* **Written exercise**:
From the items below, pick out every line that contains the word "sofa" and copy each of those lines.

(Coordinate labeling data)
------------------------

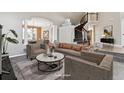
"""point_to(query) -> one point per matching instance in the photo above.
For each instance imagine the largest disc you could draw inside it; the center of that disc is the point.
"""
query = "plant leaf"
(12, 40)
(14, 33)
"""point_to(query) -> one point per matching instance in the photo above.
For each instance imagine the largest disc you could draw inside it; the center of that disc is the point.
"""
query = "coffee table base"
(51, 66)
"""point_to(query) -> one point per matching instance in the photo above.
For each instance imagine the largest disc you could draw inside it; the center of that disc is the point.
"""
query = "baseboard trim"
(17, 55)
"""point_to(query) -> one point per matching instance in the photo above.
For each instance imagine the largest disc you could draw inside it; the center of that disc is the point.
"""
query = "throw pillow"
(67, 46)
(76, 48)
(60, 45)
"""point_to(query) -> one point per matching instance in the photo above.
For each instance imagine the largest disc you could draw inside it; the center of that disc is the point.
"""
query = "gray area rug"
(27, 70)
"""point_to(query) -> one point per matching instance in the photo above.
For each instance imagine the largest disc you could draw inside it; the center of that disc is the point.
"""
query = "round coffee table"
(50, 63)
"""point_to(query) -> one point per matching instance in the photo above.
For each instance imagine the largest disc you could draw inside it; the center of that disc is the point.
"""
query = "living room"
(53, 26)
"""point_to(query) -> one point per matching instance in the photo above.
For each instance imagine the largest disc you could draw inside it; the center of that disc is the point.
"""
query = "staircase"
(80, 28)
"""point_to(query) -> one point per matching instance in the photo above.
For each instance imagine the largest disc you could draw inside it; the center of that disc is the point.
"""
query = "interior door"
(122, 32)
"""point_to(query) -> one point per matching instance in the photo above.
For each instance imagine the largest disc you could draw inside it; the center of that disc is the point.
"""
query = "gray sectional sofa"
(87, 65)
(80, 63)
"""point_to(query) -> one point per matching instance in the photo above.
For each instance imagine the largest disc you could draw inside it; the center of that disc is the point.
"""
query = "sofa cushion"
(76, 48)
(68, 52)
(93, 57)
(66, 46)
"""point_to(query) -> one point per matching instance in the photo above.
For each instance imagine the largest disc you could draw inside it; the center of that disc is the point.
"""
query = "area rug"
(27, 70)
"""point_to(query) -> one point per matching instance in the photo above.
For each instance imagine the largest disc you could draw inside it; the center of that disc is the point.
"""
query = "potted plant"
(7, 39)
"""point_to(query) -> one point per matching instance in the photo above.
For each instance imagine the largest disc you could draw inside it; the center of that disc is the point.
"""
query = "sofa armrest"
(82, 69)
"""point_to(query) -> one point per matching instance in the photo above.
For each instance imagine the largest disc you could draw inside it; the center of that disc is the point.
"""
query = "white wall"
(14, 21)
(109, 18)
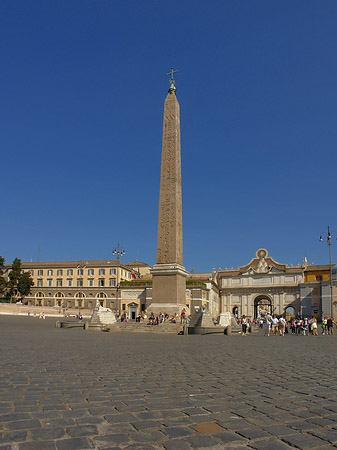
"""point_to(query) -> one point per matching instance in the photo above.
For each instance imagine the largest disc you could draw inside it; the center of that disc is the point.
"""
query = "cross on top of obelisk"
(172, 86)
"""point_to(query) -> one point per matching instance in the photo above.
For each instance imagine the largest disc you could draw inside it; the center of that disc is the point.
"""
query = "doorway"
(262, 306)
(132, 313)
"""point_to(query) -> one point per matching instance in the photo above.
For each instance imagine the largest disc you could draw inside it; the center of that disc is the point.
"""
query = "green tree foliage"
(25, 283)
(14, 276)
(19, 283)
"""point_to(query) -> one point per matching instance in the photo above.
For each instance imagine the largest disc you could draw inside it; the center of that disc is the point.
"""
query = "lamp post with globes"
(80, 295)
(328, 241)
(119, 252)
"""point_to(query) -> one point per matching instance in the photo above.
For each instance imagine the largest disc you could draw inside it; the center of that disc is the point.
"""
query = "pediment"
(262, 264)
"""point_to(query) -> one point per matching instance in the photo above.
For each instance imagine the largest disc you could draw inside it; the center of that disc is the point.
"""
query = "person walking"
(244, 325)
(267, 325)
(329, 325)
(314, 326)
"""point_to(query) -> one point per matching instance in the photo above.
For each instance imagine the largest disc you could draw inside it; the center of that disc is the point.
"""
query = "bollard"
(228, 331)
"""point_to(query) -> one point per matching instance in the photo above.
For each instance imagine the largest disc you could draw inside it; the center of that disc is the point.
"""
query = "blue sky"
(83, 85)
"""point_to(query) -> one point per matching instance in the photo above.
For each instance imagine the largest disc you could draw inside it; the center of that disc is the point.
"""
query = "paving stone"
(186, 389)
(305, 441)
(176, 444)
(38, 445)
(13, 436)
(254, 433)
(326, 434)
(24, 424)
(113, 439)
(46, 434)
(270, 444)
(178, 432)
(82, 430)
(74, 444)
(201, 441)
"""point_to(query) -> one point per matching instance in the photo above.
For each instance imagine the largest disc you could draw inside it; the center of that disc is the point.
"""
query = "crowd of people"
(153, 319)
(278, 325)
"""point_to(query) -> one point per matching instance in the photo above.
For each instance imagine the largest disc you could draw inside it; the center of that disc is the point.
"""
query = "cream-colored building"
(76, 284)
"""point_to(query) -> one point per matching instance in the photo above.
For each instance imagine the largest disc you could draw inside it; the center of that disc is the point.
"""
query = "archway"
(59, 297)
(236, 312)
(290, 312)
(39, 297)
(262, 306)
(101, 297)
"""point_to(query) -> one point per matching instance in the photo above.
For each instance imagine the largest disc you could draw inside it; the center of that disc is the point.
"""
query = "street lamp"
(328, 241)
(119, 252)
(80, 295)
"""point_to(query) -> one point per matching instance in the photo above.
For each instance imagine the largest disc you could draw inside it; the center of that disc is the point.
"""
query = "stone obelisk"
(168, 274)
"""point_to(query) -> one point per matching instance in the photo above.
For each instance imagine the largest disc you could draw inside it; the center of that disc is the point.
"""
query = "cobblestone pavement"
(74, 389)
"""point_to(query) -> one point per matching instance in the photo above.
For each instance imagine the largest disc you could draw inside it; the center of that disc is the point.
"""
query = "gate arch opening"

------------------------

* **The output**:
query = "gray sectional sofa"
query = "sofa cushion"
query = "sofa armrest"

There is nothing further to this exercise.